What is expected: Report every line of the entries that contains the word "tassel".

═══ Data supplied ═══

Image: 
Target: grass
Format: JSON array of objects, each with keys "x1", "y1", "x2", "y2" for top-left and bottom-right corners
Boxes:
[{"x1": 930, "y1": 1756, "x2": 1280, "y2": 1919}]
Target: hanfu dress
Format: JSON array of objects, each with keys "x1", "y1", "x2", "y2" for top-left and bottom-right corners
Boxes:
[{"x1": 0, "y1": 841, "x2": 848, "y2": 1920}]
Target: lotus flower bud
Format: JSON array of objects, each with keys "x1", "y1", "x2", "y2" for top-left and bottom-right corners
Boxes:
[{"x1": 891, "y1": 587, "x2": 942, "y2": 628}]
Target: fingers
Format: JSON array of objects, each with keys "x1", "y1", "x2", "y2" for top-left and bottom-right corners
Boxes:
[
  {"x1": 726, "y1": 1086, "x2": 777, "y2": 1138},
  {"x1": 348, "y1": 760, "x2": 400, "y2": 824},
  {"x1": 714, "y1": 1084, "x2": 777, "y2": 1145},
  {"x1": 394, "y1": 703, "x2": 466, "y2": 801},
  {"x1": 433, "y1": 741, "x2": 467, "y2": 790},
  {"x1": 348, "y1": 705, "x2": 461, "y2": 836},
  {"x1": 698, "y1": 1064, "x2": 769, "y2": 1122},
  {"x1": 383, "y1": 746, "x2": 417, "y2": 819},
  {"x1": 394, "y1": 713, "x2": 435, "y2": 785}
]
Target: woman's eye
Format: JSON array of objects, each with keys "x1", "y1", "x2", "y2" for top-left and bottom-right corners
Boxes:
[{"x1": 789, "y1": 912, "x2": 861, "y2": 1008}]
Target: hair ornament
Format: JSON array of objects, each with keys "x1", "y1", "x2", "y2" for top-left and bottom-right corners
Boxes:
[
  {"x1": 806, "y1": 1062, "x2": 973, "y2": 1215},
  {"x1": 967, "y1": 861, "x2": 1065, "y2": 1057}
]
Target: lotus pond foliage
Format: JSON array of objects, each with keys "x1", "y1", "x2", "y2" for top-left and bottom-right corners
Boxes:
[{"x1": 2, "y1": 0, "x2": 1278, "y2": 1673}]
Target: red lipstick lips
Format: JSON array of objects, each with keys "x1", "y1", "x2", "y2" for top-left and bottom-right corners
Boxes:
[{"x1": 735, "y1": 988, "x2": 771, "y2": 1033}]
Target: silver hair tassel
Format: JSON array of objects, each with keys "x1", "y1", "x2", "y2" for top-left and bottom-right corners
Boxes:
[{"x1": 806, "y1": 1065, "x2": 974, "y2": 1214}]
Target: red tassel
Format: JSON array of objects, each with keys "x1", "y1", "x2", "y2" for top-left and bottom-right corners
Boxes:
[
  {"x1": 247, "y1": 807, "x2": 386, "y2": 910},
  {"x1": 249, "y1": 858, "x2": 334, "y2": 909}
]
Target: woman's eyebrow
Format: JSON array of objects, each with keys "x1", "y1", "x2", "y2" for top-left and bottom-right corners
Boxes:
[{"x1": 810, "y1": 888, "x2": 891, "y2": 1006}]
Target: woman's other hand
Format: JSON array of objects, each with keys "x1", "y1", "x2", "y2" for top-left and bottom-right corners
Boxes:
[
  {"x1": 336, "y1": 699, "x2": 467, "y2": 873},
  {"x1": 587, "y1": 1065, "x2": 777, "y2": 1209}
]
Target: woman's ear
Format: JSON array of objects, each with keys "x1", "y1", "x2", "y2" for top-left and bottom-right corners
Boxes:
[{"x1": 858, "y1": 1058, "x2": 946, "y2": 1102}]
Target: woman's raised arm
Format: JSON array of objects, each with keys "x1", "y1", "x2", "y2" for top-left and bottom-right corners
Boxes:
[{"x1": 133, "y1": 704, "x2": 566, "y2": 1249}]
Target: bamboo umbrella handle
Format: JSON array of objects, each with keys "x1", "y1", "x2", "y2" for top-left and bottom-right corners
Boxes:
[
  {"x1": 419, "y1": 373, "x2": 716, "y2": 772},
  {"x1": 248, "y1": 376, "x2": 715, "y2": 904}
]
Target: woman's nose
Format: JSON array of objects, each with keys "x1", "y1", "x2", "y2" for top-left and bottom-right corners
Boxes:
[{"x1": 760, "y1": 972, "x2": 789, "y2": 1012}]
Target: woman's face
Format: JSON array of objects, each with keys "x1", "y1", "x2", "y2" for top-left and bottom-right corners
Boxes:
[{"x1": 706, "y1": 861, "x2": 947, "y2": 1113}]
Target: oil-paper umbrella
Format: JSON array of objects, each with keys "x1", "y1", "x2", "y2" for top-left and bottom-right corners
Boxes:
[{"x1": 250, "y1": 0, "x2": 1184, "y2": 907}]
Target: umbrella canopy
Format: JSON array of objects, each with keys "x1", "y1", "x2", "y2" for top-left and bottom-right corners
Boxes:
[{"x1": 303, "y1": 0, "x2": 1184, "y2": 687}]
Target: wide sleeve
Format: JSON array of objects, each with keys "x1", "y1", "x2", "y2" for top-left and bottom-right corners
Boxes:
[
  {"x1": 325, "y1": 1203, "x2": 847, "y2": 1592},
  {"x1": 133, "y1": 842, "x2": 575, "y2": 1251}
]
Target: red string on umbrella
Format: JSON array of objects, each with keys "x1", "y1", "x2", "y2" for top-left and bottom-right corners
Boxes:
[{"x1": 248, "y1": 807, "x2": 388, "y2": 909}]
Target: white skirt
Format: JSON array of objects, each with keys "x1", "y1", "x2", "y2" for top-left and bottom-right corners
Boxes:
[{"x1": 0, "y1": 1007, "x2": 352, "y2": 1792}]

═══

Written answer:
Target: silver hair tassel
Target: red tassel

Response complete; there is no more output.